EXTRACTED DATA:
<<<<

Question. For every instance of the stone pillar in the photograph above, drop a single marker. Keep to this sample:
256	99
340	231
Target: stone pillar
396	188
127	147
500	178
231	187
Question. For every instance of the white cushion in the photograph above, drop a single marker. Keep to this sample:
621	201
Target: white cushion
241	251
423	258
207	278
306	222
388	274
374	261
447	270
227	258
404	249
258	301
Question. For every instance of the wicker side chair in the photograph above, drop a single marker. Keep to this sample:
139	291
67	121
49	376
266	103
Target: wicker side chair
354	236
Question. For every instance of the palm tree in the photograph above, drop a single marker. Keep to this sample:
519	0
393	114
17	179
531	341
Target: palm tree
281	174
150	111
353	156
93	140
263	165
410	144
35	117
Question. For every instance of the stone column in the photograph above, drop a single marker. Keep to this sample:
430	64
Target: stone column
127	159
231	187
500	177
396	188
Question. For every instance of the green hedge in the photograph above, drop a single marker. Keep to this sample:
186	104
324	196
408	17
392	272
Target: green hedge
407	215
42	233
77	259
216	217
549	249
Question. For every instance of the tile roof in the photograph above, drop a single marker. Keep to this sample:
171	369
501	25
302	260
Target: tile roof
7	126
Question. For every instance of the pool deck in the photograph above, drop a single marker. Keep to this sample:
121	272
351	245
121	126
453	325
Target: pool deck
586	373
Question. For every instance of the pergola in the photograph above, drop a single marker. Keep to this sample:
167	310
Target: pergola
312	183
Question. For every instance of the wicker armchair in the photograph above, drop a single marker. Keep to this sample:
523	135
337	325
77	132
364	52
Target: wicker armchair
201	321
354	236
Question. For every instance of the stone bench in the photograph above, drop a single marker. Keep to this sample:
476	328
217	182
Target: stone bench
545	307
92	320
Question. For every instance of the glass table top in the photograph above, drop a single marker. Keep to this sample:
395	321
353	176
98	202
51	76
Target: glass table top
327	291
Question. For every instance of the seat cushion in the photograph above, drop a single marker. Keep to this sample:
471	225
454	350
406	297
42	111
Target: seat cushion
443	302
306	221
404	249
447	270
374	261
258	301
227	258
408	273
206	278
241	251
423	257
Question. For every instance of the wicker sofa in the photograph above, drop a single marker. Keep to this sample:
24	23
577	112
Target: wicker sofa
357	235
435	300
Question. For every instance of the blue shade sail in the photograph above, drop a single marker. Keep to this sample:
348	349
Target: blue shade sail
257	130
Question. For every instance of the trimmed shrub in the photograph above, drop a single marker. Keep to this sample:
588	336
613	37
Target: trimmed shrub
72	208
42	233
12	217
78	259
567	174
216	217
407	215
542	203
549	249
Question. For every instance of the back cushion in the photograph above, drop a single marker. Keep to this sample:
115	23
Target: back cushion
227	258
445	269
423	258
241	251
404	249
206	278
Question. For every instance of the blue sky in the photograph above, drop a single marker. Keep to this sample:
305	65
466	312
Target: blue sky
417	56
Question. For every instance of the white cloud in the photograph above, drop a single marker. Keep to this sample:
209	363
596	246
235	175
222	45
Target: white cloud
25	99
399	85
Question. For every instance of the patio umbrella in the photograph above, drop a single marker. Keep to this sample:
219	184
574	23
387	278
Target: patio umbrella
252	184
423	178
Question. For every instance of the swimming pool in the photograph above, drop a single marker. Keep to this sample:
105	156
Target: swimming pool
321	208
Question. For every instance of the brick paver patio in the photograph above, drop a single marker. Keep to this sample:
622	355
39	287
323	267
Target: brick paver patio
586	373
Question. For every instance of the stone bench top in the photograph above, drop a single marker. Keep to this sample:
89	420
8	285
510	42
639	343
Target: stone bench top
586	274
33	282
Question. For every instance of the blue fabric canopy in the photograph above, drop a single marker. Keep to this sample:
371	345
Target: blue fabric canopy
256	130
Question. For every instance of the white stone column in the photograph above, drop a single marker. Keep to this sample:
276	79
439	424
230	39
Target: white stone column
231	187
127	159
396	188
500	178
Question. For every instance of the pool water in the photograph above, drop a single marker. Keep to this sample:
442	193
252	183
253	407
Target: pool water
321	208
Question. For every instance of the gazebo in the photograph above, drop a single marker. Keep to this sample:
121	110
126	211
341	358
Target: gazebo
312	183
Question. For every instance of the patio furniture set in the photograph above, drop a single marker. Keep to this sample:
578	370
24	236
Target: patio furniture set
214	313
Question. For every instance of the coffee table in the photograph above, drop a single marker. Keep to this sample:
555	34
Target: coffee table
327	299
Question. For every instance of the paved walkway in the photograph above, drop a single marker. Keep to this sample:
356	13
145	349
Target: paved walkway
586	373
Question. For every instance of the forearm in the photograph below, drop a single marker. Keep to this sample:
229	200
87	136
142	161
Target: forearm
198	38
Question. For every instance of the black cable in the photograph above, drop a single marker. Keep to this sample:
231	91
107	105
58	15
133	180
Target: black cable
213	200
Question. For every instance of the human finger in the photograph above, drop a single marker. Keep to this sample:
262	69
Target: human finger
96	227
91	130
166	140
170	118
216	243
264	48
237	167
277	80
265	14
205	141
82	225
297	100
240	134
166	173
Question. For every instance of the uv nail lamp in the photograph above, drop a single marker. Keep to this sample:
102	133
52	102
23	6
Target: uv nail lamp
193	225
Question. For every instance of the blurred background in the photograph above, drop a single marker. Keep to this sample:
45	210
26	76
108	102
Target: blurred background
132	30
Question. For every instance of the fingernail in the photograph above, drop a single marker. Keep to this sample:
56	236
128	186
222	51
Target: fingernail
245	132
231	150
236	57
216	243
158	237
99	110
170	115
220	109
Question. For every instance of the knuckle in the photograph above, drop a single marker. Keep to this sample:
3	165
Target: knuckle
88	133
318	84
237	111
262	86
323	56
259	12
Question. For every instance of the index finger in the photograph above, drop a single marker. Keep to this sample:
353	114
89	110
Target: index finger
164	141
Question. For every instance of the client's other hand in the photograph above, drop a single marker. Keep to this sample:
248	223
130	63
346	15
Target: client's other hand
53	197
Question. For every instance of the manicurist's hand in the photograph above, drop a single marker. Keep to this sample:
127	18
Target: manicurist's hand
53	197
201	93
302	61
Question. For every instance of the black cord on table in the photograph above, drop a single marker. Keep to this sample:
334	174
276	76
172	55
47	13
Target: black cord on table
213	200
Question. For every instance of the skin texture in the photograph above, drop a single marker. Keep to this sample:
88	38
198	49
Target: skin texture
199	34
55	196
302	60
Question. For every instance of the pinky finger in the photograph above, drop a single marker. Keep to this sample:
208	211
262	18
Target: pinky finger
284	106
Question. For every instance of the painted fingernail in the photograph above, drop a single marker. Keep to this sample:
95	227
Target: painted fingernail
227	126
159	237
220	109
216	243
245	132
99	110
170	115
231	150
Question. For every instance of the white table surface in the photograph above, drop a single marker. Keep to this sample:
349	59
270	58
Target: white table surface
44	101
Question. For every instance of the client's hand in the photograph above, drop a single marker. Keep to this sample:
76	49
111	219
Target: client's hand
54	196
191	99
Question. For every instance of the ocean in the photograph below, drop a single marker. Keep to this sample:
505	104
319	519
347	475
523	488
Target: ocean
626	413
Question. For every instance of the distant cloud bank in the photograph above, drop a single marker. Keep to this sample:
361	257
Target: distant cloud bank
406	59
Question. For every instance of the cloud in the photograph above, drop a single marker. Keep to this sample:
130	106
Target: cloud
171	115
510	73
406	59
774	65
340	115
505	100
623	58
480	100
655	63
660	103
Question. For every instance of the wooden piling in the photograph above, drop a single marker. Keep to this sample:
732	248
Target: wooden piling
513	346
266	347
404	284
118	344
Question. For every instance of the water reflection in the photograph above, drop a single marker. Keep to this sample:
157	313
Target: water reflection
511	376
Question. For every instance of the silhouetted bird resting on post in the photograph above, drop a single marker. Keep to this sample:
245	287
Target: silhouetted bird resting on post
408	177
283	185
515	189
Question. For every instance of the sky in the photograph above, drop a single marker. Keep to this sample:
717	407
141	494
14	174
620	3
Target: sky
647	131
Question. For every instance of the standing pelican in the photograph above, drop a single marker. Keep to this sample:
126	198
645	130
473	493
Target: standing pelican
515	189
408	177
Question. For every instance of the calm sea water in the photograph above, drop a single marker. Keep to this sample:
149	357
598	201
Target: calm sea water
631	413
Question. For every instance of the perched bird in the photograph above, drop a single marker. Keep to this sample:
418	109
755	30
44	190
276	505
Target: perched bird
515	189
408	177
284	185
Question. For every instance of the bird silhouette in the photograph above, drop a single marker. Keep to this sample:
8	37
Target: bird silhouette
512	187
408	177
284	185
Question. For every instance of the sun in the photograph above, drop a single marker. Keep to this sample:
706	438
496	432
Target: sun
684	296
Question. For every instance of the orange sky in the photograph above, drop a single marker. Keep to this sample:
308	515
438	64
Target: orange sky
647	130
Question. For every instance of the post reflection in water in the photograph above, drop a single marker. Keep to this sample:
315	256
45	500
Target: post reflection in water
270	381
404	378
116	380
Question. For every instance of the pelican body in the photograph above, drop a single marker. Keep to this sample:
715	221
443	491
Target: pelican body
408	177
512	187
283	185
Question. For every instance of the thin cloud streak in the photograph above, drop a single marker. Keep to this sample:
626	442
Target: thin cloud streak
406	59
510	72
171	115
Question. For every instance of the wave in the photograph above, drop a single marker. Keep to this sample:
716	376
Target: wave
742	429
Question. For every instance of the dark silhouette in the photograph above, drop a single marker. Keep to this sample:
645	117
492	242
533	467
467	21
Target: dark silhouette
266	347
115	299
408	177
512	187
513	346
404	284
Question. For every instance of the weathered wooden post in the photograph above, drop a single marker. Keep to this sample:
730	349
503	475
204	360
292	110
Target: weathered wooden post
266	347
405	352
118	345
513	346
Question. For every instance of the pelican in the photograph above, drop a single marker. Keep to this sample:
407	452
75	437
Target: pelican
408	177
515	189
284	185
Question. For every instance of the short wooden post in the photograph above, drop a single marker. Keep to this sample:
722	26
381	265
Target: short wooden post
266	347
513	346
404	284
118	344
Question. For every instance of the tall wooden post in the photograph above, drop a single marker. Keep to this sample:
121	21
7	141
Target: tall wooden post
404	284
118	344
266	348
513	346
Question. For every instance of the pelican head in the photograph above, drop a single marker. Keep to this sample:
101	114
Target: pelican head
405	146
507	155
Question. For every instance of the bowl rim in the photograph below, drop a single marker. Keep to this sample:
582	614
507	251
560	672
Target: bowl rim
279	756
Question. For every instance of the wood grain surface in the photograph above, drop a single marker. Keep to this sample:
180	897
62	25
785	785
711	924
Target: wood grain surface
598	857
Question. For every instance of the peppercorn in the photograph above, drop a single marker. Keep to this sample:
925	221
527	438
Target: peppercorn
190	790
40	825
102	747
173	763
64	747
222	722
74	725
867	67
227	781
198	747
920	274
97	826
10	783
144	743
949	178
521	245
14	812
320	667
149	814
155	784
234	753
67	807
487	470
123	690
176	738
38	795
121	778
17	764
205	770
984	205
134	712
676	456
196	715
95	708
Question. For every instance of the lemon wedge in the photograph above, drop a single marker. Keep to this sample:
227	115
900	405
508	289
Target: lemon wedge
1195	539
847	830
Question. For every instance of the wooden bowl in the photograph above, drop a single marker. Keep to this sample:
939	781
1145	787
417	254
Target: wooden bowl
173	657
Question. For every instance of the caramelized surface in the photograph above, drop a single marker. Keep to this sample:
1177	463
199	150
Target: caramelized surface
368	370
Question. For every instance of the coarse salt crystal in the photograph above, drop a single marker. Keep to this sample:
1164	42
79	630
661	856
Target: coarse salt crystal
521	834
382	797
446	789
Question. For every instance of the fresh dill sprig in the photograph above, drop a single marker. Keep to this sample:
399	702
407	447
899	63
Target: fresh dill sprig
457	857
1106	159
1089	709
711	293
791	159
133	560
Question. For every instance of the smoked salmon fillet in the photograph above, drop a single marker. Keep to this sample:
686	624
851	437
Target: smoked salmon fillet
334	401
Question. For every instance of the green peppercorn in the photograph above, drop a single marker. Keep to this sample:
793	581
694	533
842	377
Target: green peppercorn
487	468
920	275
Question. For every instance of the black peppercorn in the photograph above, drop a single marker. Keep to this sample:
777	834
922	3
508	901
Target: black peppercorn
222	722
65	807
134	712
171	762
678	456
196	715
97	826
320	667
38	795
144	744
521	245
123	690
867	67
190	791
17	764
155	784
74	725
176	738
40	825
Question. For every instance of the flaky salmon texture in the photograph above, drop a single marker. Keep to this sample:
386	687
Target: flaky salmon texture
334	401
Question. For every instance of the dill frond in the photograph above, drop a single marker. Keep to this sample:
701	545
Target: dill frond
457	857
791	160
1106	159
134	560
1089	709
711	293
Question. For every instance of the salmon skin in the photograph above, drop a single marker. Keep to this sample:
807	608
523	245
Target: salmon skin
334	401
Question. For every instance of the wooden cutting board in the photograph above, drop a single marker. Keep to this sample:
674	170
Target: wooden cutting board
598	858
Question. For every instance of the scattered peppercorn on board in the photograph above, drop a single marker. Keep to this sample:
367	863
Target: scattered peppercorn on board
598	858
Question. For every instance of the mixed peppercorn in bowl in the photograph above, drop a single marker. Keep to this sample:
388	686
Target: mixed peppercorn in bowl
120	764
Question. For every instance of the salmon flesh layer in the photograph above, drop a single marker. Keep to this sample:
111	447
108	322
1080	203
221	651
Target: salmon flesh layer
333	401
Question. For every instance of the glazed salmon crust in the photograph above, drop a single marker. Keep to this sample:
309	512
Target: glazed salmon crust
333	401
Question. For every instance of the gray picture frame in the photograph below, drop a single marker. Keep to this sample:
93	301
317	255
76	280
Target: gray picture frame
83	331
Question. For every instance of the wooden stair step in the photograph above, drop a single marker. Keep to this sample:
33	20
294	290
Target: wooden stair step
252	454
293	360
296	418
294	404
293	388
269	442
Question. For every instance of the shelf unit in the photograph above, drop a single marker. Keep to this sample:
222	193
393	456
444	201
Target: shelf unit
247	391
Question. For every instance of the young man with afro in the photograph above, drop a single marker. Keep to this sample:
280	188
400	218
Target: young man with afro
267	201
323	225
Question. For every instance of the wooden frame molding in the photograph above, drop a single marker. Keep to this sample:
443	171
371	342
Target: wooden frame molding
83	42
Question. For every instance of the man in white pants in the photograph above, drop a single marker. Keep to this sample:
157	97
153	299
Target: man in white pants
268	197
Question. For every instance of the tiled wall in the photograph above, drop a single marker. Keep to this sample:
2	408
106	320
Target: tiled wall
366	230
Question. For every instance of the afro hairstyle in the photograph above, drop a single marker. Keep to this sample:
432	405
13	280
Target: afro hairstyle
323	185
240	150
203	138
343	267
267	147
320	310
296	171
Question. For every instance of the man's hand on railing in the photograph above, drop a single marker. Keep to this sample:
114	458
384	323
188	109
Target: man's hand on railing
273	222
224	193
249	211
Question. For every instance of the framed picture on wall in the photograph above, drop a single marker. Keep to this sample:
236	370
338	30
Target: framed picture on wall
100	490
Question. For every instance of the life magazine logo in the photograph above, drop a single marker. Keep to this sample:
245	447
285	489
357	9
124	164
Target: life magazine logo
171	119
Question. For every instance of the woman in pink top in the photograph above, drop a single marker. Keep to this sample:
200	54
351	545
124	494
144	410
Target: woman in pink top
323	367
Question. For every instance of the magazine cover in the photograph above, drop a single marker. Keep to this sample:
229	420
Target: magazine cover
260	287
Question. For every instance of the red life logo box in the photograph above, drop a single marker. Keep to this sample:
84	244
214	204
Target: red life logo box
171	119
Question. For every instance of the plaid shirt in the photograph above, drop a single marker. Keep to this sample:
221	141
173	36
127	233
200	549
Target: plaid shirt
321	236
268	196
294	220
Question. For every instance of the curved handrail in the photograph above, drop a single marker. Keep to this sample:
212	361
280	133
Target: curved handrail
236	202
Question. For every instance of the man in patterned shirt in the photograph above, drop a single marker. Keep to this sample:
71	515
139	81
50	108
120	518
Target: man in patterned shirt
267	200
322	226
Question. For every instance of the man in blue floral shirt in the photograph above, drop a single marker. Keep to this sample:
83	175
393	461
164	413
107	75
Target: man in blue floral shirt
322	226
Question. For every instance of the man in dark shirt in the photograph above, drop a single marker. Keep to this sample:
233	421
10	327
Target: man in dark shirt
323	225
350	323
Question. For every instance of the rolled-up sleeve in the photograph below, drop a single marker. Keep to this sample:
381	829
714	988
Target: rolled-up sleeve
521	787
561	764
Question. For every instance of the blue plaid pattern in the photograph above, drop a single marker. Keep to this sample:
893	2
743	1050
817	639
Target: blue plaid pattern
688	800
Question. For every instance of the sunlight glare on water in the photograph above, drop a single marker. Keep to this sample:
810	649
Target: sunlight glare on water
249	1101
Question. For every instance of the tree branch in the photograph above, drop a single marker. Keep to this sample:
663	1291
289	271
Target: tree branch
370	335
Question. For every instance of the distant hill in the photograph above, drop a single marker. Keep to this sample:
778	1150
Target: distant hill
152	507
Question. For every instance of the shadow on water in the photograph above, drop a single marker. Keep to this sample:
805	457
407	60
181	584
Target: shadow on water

>>>>

What you return must be an exact retyping of the lines above starting at the line with "Target: blurred background" and ending at the line with "Question. For every instance of the pinky", and nothing besides.

Target: blurred background
132	30
Question. For every instance of the fingernail in the photograph above, drop a single marker. Keep to this sample:
56	236
128	186
222	51
Target: fingernail
245	132
231	150
236	57
216	243
158	237
99	110
170	115
220	109
Question. For every instance of the knuckle in the photograph above, drop a single marker. Keep to this sample:
3	165
Target: knuckle
88	133
318	84
237	111
262	86
323	56
259	12
Question. For every instance of the index finger in the photograph above, drop a single marker. Keep to this sample:
353	114
89	110
Target: index finger
164	141
Question. For every instance of the client's other hand in the photograph above, drop a single marker. Keep to this sample:
248	223
130	63
346	15
Target: client's other hand
53	197
Question. For every instance of the manicurist's hand in the photograph above, drop a single marker. Keep to this sample:
127	18
Target: manicurist's hand
53	197
201	93
302	61
Question. For every instance of the black cord on table in the photograph above, drop a single marker. Keep to this sample:
334	174
276	76
172	55
47	13
Target: black cord on table
213	200
Question. For every instance of the skin texture in the photograph above, drop a single marker. Keep to this sample:
88	38
198	49
Target: skin texture
199	34
55	196
302	60
Question. For every instance of the pinky finger in the photograph above, drop a single marker. Keep to this sample:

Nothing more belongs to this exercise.